» **TO DO**
Nothing but the lines from the start of the data through the line with "Identify the railing" should appear in the answer, each retyped exactly, and pictures should not.

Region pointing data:

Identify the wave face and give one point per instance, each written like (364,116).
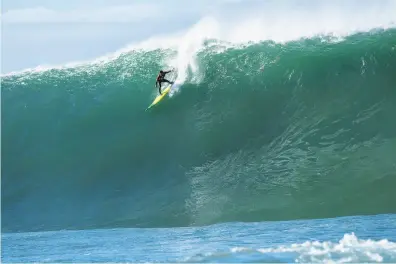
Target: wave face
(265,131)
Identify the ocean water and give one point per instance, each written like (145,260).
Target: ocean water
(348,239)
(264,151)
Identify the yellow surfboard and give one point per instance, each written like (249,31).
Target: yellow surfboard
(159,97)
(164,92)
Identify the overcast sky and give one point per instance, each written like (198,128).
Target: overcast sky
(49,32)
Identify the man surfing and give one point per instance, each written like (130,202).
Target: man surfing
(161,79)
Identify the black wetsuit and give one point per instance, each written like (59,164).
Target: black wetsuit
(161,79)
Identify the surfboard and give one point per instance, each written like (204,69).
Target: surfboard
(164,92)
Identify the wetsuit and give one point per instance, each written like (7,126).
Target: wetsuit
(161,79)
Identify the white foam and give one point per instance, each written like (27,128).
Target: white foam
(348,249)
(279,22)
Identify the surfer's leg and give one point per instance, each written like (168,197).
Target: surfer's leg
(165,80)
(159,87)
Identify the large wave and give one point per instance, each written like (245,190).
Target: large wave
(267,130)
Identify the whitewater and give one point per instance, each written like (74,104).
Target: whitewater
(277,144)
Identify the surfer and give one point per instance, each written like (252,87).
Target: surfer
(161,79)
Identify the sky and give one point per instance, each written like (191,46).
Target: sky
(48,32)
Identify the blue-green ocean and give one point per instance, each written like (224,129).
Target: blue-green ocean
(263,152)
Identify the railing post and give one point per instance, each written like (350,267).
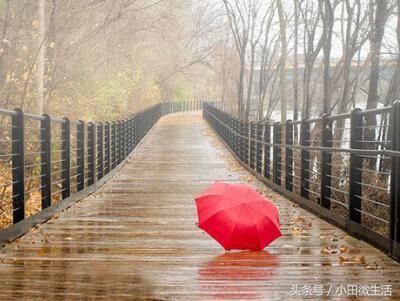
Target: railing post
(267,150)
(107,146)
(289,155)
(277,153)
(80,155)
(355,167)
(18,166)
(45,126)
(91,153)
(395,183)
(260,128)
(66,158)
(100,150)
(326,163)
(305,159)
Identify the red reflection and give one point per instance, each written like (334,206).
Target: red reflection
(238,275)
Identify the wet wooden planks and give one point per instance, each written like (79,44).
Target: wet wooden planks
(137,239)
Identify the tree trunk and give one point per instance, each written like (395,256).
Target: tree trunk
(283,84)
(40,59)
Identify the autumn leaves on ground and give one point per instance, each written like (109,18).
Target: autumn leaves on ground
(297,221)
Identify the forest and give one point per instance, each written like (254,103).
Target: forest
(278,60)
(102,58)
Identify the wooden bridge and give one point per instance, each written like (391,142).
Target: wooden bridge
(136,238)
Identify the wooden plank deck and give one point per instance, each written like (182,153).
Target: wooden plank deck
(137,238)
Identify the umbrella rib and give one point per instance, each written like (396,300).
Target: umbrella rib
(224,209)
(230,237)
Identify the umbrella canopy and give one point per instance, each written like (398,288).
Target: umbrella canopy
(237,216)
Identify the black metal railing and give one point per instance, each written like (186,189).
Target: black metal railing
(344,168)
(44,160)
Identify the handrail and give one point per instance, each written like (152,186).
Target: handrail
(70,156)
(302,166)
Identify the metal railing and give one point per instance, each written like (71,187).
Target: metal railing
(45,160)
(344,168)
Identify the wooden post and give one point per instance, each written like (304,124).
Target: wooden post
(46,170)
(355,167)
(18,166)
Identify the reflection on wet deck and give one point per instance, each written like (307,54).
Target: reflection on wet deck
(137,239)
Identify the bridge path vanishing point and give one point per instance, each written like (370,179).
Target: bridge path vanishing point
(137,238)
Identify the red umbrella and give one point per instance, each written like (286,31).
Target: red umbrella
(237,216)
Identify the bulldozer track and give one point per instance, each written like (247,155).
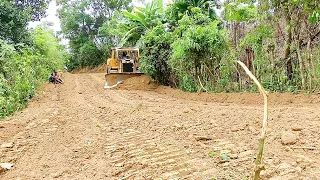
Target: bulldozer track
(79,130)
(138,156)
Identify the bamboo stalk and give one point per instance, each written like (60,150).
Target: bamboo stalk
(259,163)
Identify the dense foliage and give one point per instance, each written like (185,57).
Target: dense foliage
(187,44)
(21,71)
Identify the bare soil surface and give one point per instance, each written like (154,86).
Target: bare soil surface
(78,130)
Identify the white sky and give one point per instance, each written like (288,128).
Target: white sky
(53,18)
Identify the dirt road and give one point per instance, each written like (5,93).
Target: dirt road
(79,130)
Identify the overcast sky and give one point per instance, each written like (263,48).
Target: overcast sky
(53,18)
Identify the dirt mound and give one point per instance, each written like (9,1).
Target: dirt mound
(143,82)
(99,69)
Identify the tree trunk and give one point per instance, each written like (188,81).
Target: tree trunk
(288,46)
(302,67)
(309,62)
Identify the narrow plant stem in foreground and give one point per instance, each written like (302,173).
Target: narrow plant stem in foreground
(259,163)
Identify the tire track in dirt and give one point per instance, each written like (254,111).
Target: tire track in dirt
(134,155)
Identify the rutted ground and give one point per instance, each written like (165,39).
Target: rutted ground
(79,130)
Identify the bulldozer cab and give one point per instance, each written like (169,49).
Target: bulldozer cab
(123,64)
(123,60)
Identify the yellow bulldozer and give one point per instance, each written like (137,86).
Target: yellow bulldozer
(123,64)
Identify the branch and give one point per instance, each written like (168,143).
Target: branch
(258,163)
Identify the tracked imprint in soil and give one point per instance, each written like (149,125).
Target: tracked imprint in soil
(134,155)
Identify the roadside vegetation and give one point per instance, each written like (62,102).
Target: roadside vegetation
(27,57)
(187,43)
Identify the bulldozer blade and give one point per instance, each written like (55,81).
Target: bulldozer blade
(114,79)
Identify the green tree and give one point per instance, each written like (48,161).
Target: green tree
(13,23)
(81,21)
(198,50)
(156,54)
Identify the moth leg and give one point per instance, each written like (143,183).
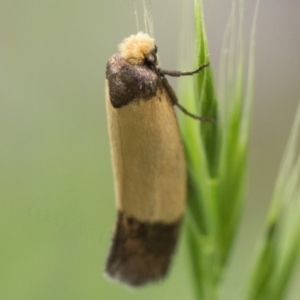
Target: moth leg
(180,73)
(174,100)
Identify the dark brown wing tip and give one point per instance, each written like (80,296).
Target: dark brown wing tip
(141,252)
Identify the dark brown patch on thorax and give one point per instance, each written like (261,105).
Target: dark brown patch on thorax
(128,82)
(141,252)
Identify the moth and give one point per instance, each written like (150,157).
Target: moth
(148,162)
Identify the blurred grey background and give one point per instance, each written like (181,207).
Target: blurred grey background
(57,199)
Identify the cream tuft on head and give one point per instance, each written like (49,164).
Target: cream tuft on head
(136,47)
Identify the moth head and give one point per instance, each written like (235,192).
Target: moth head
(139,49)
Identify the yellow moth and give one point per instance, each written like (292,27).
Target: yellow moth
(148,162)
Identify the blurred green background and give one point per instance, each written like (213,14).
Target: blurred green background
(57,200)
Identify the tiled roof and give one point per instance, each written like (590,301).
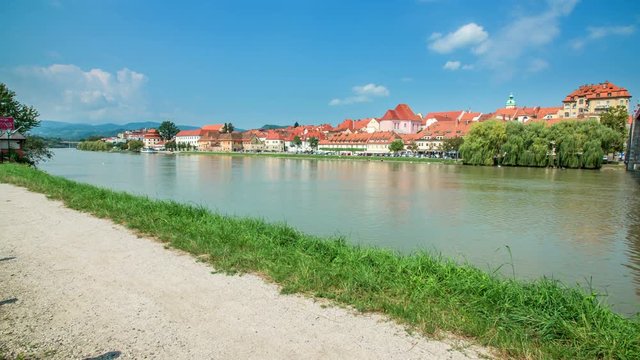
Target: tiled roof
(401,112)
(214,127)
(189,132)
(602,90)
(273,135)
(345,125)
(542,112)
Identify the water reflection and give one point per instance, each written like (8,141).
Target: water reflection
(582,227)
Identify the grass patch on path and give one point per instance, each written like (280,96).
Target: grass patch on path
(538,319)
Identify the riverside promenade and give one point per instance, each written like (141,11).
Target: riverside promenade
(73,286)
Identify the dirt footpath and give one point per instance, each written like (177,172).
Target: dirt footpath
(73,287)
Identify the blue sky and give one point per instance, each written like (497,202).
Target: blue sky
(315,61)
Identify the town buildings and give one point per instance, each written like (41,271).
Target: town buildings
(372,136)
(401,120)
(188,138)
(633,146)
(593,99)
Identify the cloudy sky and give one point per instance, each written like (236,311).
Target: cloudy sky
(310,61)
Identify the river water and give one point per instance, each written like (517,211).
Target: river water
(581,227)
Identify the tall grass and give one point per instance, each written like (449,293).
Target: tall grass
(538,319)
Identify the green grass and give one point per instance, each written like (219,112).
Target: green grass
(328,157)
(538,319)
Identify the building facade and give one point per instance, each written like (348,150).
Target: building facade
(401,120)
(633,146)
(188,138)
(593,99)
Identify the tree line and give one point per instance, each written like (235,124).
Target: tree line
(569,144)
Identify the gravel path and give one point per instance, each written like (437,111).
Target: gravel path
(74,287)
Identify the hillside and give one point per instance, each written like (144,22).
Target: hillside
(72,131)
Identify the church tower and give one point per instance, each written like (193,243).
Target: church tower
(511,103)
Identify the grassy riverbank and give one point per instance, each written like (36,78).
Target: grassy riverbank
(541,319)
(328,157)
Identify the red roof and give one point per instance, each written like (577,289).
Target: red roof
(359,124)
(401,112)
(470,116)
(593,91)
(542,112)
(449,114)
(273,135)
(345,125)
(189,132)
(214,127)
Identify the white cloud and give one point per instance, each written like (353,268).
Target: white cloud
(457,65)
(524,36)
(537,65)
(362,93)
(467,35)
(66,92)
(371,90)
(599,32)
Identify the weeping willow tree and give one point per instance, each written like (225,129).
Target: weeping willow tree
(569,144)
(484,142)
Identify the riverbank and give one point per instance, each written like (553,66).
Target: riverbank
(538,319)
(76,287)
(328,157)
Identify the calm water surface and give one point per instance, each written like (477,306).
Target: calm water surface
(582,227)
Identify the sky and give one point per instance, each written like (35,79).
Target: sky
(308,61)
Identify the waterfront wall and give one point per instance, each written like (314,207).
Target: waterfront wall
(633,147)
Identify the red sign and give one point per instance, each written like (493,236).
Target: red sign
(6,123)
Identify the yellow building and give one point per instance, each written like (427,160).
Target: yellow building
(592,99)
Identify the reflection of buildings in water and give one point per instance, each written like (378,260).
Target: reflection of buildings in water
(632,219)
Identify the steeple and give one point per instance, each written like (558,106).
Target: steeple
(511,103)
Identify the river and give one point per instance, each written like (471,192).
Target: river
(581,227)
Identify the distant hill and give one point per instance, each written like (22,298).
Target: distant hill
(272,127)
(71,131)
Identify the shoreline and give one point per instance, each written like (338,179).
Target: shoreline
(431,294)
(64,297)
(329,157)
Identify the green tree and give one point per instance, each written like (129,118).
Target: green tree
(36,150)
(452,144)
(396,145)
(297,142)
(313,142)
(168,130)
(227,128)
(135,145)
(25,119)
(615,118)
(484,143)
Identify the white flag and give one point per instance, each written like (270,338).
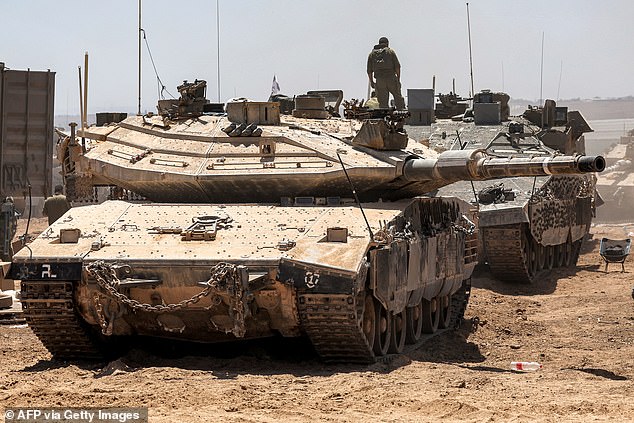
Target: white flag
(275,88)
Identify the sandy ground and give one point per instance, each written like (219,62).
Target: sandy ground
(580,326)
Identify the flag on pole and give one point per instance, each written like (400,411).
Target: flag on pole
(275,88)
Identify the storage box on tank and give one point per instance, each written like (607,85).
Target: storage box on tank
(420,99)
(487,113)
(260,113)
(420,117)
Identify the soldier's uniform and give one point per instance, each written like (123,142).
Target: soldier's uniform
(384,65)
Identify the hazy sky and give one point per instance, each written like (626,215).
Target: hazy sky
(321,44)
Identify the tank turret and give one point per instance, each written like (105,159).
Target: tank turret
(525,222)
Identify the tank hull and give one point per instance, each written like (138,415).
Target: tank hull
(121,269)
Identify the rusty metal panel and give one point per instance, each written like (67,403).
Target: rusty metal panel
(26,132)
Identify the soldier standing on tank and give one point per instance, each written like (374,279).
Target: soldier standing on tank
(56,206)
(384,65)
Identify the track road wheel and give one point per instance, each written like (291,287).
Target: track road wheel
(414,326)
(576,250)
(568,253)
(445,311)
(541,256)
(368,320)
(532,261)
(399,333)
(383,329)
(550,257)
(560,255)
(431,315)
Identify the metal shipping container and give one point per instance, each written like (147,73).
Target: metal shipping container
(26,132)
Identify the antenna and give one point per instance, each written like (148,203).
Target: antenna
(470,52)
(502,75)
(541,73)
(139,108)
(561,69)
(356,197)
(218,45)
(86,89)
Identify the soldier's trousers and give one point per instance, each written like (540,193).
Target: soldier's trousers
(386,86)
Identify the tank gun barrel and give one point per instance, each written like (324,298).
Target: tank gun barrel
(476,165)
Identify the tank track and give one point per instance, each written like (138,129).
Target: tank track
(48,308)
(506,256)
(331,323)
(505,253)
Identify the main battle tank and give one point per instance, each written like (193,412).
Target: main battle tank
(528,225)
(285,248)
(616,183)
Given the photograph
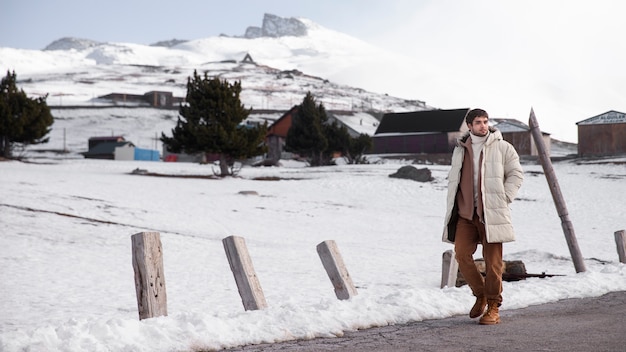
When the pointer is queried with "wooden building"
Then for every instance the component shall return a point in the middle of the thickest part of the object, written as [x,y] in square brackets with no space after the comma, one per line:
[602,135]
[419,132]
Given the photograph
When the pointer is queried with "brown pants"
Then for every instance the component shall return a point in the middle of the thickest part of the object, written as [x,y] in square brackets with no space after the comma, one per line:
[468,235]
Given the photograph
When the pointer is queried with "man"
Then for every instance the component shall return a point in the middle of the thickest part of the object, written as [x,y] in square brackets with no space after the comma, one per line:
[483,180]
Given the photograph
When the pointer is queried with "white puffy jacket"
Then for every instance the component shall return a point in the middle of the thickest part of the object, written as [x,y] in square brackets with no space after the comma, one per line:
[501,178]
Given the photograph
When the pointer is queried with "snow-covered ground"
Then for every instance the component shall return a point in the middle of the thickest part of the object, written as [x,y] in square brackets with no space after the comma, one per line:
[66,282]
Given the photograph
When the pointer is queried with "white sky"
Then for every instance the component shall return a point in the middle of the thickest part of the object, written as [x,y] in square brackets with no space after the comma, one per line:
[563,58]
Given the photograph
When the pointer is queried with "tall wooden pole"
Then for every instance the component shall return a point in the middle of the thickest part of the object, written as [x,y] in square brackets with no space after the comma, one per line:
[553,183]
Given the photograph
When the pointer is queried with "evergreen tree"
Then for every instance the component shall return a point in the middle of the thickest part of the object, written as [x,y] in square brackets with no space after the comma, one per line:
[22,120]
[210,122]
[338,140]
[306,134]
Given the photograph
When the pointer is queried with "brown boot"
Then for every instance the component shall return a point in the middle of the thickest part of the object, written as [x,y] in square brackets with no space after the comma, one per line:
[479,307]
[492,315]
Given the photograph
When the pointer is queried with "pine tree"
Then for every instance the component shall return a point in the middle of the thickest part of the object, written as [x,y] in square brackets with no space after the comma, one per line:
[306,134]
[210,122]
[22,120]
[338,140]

» **EXERCISE SOLUTION**
Identify the wave face and give one point per instance, each written like (364,116).
Target: wave face
(265,131)
Identify the ocean water and give one point per instance, each written like (145,260).
Target: ocean water
(348,239)
(264,151)
Identify the yellow surfboard and give one point per instance, each written like (249,31).
Target: yellow surfboard
(159,97)
(164,92)
Identify the overcast sky and give one point per instance, each written like (198,128).
Target: overcast sky
(49,32)
Identify the man surfing and give one point per instance, each written like (130,202).
Target: man surfing
(161,79)
Identify the black wetsuit and give one point per instance, each written like (59,164).
Target: black wetsuit
(161,79)
Identify the surfboard and give one point per instance, each written like (204,69).
Target: surfboard
(164,92)
Identify the wetsuit and give one point per instance, each written like (7,126).
Target: wetsuit
(161,79)
Identify the white foam and give one point per instance, each written like (27,128).
Target: white foam
(348,249)
(279,22)
Identify the surfer's leg and give one point per instance, each written like (168,197).
Target: surfer's leg
(165,80)
(159,87)
Identify the large wave and give one point per instance, each written like (245,190).
Target: large wave
(267,130)
Identify the whitewater and give one point per instance, each written like (74,104).
Target: whitewater
(277,144)
Identify the surfer and give one point per instance, each written like (252,87).
Target: surfer
(161,79)
Identify the sky and give one point per instance, each written like (191,46).
Target: sky
(48,32)
Identify the blue-green ocean and give one point per instance, each written like (224,129).
Target: blue-green ocean
(263,152)
Identify the railing post and give one point per instance, each written like (350,267).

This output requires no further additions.